### DIRECTIONS
Please retype everything in the records below, starting at the line that contains "Circle every jockey here" and going down through the line that contains "xmin=0 ymin=59 xmax=190 ymax=77".

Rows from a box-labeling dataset
Start

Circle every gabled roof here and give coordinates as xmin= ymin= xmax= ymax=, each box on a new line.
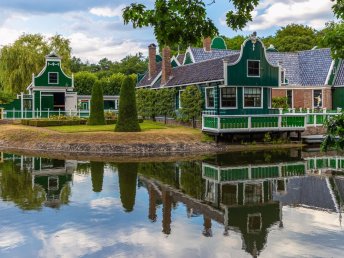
xmin=165 ymin=54 xmax=239 ymax=87
xmin=136 ymin=62 xmax=162 ymax=87
xmin=190 ymin=48 xmax=240 ymax=63
xmin=266 ymin=48 xmax=332 ymax=86
xmin=334 ymin=60 xmax=344 ymax=86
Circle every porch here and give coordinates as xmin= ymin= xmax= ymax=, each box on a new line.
xmin=202 ymin=109 xmax=341 ymax=134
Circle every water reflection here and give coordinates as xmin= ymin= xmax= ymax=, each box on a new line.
xmin=0 ymin=150 xmax=344 ymax=257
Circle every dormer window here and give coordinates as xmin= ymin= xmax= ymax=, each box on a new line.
xmin=247 ymin=60 xmax=260 ymax=77
xmin=281 ymin=69 xmax=287 ymax=84
xmin=48 ymin=73 xmax=59 ymax=84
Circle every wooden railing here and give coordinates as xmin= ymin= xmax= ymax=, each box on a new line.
xmin=202 ymin=109 xmax=341 ymax=133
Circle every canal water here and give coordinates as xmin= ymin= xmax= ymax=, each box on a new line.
xmin=0 ymin=149 xmax=344 ymax=258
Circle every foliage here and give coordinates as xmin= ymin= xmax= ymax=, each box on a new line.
xmin=136 ymin=89 xmax=157 ymax=121
xmin=221 ymin=35 xmax=246 ymax=50
xmin=270 ymin=24 xmax=317 ymax=52
xmin=123 ymin=0 xmax=218 ymax=46
xmin=90 ymin=161 xmax=104 ymax=193
xmin=117 ymin=163 xmax=138 ymax=212
xmin=0 ymin=34 xmax=71 ymax=94
xmin=321 ymin=21 xmax=344 ymax=58
xmin=321 ymin=113 xmax=344 ymax=151
xmin=180 ymin=86 xmax=203 ymax=127
xmin=87 ymin=81 xmax=105 ymax=125
xmin=115 ymin=76 xmax=141 ymax=132
xmin=0 ymin=91 xmax=15 ymax=104
xmin=155 ymin=89 xmax=176 ymax=124
xmin=271 ymin=97 xmax=289 ymax=109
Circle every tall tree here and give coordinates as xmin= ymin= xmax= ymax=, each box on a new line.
xmin=115 ymin=76 xmax=141 ymax=132
xmin=0 ymin=34 xmax=71 ymax=94
xmin=272 ymin=24 xmax=317 ymax=52
xmin=123 ymin=0 xmax=218 ymax=46
xmin=319 ymin=22 xmax=344 ymax=58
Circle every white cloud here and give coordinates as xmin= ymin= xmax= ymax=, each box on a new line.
xmin=68 ymin=33 xmax=147 ymax=62
xmin=245 ymin=0 xmax=333 ymax=31
xmin=90 ymin=197 xmax=122 ymax=210
xmin=90 ymin=5 xmax=125 ymax=17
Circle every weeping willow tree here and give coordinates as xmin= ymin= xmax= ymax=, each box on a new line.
xmin=0 ymin=34 xmax=71 ymax=94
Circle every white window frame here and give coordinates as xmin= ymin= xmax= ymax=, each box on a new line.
xmin=280 ymin=69 xmax=287 ymax=85
xmin=285 ymin=89 xmax=294 ymax=108
xmin=178 ymin=90 xmax=185 ymax=109
xmin=246 ymin=59 xmax=260 ymax=78
xmin=242 ymin=87 xmax=264 ymax=109
xmin=312 ymin=89 xmax=324 ymax=109
xmin=48 ymin=72 xmax=59 ymax=84
xmin=220 ymin=86 xmax=238 ymax=109
xmin=204 ymin=87 xmax=215 ymax=109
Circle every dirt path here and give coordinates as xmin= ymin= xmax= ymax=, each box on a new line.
xmin=0 ymin=125 xmax=299 ymax=159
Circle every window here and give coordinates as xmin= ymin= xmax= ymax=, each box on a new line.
xmin=178 ymin=90 xmax=184 ymax=108
xmin=313 ymin=90 xmax=322 ymax=108
xmin=281 ymin=70 xmax=285 ymax=84
xmin=221 ymin=87 xmax=236 ymax=108
xmin=244 ymin=88 xmax=262 ymax=107
xmin=247 ymin=60 xmax=260 ymax=77
xmin=287 ymin=90 xmax=293 ymax=108
xmin=49 ymin=73 xmax=58 ymax=84
xmin=205 ymin=88 xmax=215 ymax=108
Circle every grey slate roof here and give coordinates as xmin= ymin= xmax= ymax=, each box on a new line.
xmin=190 ymin=48 xmax=240 ymax=63
xmin=177 ymin=54 xmax=185 ymax=64
xmin=136 ymin=62 xmax=162 ymax=87
xmin=274 ymin=176 xmax=337 ymax=211
xmin=165 ymin=54 xmax=239 ymax=86
xmin=299 ymin=48 xmax=332 ymax=86
xmin=334 ymin=60 xmax=344 ymax=86
xmin=267 ymin=48 xmax=332 ymax=86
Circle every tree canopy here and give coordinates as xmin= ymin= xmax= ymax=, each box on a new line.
xmin=123 ymin=0 xmax=218 ymax=46
xmin=0 ymin=34 xmax=71 ymax=94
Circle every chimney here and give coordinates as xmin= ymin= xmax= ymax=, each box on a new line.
xmin=161 ymin=47 xmax=172 ymax=85
xmin=148 ymin=44 xmax=156 ymax=79
xmin=203 ymin=37 xmax=211 ymax=52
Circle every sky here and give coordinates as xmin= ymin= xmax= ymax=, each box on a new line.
xmin=0 ymin=0 xmax=334 ymax=62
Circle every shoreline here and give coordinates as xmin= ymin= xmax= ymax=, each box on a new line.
xmin=0 ymin=125 xmax=304 ymax=160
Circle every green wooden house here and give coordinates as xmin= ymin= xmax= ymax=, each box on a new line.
xmin=0 ymin=53 xmax=119 ymax=118
xmin=137 ymin=33 xmax=344 ymax=134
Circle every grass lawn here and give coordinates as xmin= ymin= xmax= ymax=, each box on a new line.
xmin=46 ymin=121 xmax=168 ymax=133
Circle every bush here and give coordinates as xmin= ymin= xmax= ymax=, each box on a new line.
xmin=115 ymin=77 xmax=141 ymax=132
xmin=88 ymin=81 xmax=105 ymax=125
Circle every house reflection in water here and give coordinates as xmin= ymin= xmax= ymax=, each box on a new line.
xmin=139 ymin=153 xmax=344 ymax=257
xmin=2 ymin=154 xmax=76 ymax=208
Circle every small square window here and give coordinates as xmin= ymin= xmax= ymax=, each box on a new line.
xmin=205 ymin=88 xmax=215 ymax=108
xmin=49 ymin=73 xmax=58 ymax=84
xmin=221 ymin=87 xmax=236 ymax=108
xmin=247 ymin=60 xmax=260 ymax=77
xmin=313 ymin=90 xmax=322 ymax=108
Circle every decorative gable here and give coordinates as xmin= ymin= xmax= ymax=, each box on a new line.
xmin=33 ymin=53 xmax=74 ymax=87
xmin=227 ymin=34 xmax=280 ymax=87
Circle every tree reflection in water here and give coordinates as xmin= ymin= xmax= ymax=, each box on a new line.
xmin=117 ymin=163 xmax=138 ymax=212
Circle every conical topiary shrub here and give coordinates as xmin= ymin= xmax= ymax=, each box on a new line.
xmin=115 ymin=76 xmax=141 ymax=132
xmin=87 ymin=81 xmax=105 ymax=125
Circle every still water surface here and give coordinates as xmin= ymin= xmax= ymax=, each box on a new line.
xmin=0 ymin=149 xmax=344 ymax=258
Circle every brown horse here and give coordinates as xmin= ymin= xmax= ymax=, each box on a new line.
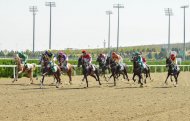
xmin=59 ymin=62 xmax=75 ymax=85
xmin=12 ymin=56 xmax=36 ymax=84
xmin=40 ymin=55 xmax=61 ymax=88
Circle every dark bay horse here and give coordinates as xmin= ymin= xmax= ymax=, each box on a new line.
xmin=131 ymin=57 xmax=152 ymax=87
xmin=165 ymin=58 xmax=180 ymax=86
xmin=78 ymin=57 xmax=101 ymax=87
xmin=58 ymin=60 xmax=75 ymax=84
xmin=106 ymin=57 xmax=129 ymax=86
xmin=40 ymin=55 xmax=61 ymax=88
xmin=96 ymin=57 xmax=110 ymax=80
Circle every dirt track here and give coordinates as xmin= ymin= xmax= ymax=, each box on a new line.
xmin=0 ymin=72 xmax=190 ymax=121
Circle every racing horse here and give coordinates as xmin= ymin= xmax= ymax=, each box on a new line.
xmin=96 ymin=57 xmax=110 ymax=81
xmin=131 ymin=57 xmax=152 ymax=87
xmin=78 ymin=57 xmax=101 ymax=87
xmin=40 ymin=54 xmax=61 ymax=88
xmin=106 ymin=57 xmax=129 ymax=86
xmin=58 ymin=60 xmax=75 ymax=85
xmin=12 ymin=56 xmax=36 ymax=84
xmin=165 ymin=57 xmax=180 ymax=87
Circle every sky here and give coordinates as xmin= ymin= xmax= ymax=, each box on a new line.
xmin=0 ymin=0 xmax=190 ymax=51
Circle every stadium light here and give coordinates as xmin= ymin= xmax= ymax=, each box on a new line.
xmin=106 ymin=10 xmax=113 ymax=54
xmin=113 ymin=4 xmax=124 ymax=52
xmin=164 ymin=8 xmax=173 ymax=54
xmin=181 ymin=5 xmax=189 ymax=61
xmin=45 ymin=2 xmax=55 ymax=49
xmin=29 ymin=6 xmax=38 ymax=53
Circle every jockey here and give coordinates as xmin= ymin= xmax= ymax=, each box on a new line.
xmin=170 ymin=51 xmax=179 ymax=71
xmin=112 ymin=52 xmax=123 ymax=69
xmin=81 ymin=50 xmax=95 ymax=71
xmin=112 ymin=52 xmax=123 ymax=64
xmin=17 ymin=52 xmax=28 ymax=68
xmin=135 ymin=51 xmax=146 ymax=69
xmin=57 ymin=51 xmax=69 ymax=70
xmin=44 ymin=50 xmax=56 ymax=72
xmin=98 ymin=53 xmax=107 ymax=64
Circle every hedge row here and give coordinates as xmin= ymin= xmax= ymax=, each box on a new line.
xmin=0 ymin=59 xmax=190 ymax=77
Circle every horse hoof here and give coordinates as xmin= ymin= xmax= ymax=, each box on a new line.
xmin=69 ymin=81 xmax=73 ymax=85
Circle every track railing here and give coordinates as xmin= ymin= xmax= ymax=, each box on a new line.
xmin=0 ymin=65 xmax=190 ymax=78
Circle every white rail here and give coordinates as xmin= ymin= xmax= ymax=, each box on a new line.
xmin=0 ymin=65 xmax=190 ymax=78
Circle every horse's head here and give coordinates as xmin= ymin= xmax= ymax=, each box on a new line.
xmin=96 ymin=56 xmax=105 ymax=66
xmin=131 ymin=56 xmax=141 ymax=68
xmin=78 ymin=57 xmax=83 ymax=67
xmin=166 ymin=57 xmax=172 ymax=67
xmin=14 ymin=55 xmax=21 ymax=64
xmin=106 ymin=57 xmax=117 ymax=67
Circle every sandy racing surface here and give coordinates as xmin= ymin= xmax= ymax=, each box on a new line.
xmin=0 ymin=72 xmax=190 ymax=121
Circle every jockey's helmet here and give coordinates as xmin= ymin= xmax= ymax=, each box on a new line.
xmin=48 ymin=49 xmax=51 ymax=53
xmin=58 ymin=51 xmax=64 ymax=56
xmin=112 ymin=52 xmax=116 ymax=55
xmin=82 ymin=50 xmax=86 ymax=54
xmin=135 ymin=51 xmax=140 ymax=56
xmin=18 ymin=51 xmax=23 ymax=56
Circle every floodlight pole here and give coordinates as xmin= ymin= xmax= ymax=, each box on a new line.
xmin=46 ymin=2 xmax=55 ymax=49
xmin=181 ymin=5 xmax=189 ymax=61
xmin=29 ymin=6 xmax=38 ymax=53
xmin=113 ymin=4 xmax=124 ymax=52
xmin=106 ymin=10 xmax=113 ymax=54
xmin=165 ymin=8 xmax=173 ymax=54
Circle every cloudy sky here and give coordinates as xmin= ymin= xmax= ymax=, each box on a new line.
xmin=0 ymin=0 xmax=190 ymax=50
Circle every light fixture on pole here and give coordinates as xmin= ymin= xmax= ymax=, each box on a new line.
xmin=29 ymin=6 xmax=38 ymax=53
xmin=113 ymin=4 xmax=124 ymax=52
xmin=106 ymin=10 xmax=113 ymax=54
xmin=45 ymin=2 xmax=55 ymax=49
xmin=181 ymin=5 xmax=189 ymax=61
xmin=165 ymin=8 xmax=173 ymax=54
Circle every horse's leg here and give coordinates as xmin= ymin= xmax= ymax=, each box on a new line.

End

### RESPONSE TO THIS EXERCISE
Circle every jockey here and give coordinates as xmin= ymin= xmax= ymax=, each box on a new line.
xmin=170 ymin=51 xmax=179 ymax=71
xmin=112 ymin=52 xmax=123 ymax=69
xmin=81 ymin=50 xmax=95 ymax=71
xmin=112 ymin=52 xmax=123 ymax=64
xmin=17 ymin=52 xmax=28 ymax=68
xmin=135 ymin=51 xmax=146 ymax=69
xmin=57 ymin=51 xmax=69 ymax=70
xmin=44 ymin=50 xmax=56 ymax=72
xmin=98 ymin=53 xmax=107 ymax=64
Circle every hedge row here and give coordinates as xmin= ymin= xmax= ymax=, each box on a new line.
xmin=0 ymin=59 xmax=190 ymax=77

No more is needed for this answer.